▶ Source text
* * *
Our nation’s 30 million small businesses come in all shapes and sizes across various industries. But regardless of the product they sell or the number of employees on their payroll, the ability to access capital is crucial to their success. Unfortunately, our committee frequently hears from entrepreneurs about their struggle to obtain an affordable loan on reasonable, non-predatory terms. 

The data supports these anecdotes. The Federal Reserve published its 2022 Small Business Credit Survey that found that almost 60 percent of small employer firms reported not having their capital needs met. 

To fill this gap, the Small Business Administration offers a range of lending programs to serve businesses that can’t obtain credit elsewhere. 

These initiatives are administered by the Office of Capital Access, also known as “OCA.”  
OCA carries a loan portfolio of over $1 trillion and oversees traditional SBA initiatives and pandemic relief programs. Their work is fundamental to the SBA’s mission of helping Americans start, build, and grow small businesses. 

Today, I would like to hear from our witness about what is working well at the office and the challenges they face. This is especially important in the wake of an unprecedented increase in demand for SBA’s traditional lending offerings. 
For example, in FY 2022, the 504 loan program experienced record-high demand and reached the authorized lending limit of $7.5 billion, causing the program to pause lending in early September.
* * *
▶ Dataset content

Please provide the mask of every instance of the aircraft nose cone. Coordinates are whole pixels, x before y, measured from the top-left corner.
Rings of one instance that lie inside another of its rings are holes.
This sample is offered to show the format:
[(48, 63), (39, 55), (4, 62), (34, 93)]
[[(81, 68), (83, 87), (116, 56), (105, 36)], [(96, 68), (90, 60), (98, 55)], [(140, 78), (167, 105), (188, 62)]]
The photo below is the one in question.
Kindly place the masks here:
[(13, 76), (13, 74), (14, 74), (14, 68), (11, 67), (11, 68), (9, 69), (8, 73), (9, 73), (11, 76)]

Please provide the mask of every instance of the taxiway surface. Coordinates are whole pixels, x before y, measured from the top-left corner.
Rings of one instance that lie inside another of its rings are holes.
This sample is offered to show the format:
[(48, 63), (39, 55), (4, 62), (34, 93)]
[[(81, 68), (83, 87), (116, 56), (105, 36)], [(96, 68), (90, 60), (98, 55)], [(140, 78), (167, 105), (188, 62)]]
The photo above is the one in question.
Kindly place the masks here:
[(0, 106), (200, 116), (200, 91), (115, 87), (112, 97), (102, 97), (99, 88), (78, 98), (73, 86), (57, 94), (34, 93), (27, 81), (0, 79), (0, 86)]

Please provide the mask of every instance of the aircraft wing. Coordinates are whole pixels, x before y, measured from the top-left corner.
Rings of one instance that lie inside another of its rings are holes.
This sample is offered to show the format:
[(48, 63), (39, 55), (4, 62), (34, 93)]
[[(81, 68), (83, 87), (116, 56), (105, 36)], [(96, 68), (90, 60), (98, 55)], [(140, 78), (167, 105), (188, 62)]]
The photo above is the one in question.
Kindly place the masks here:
* * *
▶ Activity
Write out the text on small business access to capital in full, word for word.

▶ Written answer
Our nation’s 30 million small businesses come in all shapes and sizes across various industries. But regardless of the product they sell or the number of employees on their payroll, the ability to access capital is crucial to their success. Unfortunately, our committee frequently hears from entrepreneurs about their struggle to obtain an affordable loan on reasonable, non-predatory terms. 

The data supports these anecdotes. The Federal Reserve published its 2022 Small Business Credit Survey that found that almost 60 percent of small employer firms reported not having their capital needs met. 

To fill this gap, the Small Business Administration offers a range of lending programs to serve businesses that can’t obtain credit elsewhere. 

These initiatives are administered by the Office of Capital Access, also known as “OCA.”  
OCA carries a loan portfolio of over $1 trillion and oversees traditional SBA initiatives and pandemic relief programs. Their work is fundamental to the SBA’s mission of helping Americans start, build, and grow small businesses. 

Today, I would like to hear from our witness about what is working well at the office and the challenges they face. This is especially important in the wake of an unprecedented increase in demand for SBA’s traditional lending offerings. 
For example, in FY 2022, the 504 loan program experienced record-high demand and reached the authorized lending limit of $7.5 billion, causing the program to pause lending in early September.